[Records for pointing at named objects]
---*---
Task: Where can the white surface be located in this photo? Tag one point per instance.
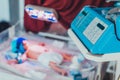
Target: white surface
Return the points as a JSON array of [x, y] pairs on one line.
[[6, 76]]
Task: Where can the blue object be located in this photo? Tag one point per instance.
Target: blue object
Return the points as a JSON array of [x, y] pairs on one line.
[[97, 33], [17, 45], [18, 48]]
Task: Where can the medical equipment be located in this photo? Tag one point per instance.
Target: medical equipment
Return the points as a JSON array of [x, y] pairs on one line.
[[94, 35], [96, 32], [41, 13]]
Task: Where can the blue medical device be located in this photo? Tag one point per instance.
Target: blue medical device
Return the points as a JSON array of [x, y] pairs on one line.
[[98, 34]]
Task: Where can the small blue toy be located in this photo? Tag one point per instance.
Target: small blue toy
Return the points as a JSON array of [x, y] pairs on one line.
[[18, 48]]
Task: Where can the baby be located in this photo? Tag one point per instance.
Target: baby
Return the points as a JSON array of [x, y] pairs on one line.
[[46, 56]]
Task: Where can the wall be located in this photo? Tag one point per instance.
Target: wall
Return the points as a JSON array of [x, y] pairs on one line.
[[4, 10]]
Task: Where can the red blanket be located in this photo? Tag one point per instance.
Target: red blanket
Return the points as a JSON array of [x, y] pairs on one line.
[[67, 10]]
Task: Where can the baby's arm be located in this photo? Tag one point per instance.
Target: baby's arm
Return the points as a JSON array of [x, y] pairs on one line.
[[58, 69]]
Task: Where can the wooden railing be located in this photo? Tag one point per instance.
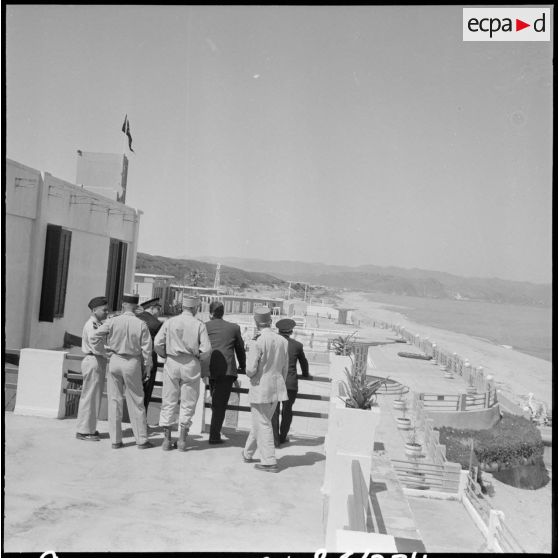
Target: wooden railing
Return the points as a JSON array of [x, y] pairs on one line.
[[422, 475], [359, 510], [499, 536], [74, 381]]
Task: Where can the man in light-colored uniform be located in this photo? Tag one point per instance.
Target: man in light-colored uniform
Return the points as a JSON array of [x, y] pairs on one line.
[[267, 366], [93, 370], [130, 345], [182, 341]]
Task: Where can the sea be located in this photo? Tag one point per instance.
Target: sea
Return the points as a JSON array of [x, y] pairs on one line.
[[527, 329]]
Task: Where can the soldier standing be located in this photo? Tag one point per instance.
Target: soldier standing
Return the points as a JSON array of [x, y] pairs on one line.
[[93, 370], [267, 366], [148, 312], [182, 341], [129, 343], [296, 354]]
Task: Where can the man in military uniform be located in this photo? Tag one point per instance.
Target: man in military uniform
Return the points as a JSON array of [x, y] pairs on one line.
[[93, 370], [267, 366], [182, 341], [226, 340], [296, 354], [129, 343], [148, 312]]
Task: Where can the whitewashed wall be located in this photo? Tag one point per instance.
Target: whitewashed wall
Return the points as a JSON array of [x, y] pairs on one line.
---*---
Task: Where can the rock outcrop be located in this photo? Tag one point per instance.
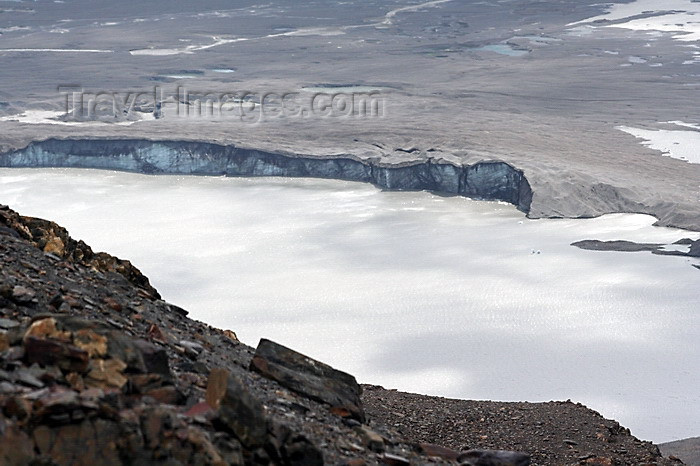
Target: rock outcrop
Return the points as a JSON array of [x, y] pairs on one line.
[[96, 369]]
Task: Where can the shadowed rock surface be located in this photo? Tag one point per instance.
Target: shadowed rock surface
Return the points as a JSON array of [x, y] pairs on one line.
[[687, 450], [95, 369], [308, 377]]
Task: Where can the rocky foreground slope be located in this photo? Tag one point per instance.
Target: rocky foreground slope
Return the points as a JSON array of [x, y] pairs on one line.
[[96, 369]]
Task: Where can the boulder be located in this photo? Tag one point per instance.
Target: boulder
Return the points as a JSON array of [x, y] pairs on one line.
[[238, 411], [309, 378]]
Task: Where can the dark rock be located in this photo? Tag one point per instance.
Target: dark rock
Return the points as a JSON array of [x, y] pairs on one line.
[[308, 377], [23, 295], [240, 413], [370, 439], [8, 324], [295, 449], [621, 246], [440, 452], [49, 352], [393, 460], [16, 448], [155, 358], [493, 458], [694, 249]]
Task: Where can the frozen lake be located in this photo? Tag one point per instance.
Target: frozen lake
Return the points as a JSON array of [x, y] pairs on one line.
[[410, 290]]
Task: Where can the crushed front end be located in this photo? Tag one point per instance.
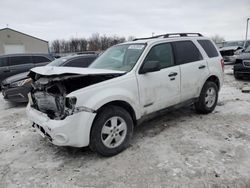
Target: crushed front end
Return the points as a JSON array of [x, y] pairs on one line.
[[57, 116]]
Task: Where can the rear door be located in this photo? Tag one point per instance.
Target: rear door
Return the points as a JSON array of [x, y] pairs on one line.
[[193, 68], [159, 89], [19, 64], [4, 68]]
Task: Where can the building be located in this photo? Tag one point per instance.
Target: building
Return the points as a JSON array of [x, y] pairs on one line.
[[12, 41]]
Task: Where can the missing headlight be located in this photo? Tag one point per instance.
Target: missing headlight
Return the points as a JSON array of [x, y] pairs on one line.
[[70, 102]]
---*---
What you need to do
Please pick out every line in the items above that contains the word "frozen" and copy each of those lines in full.

Completed exercise
Task: Where can the frozen lake be located in this photo? Tag one point per instance.
Target: frozen lake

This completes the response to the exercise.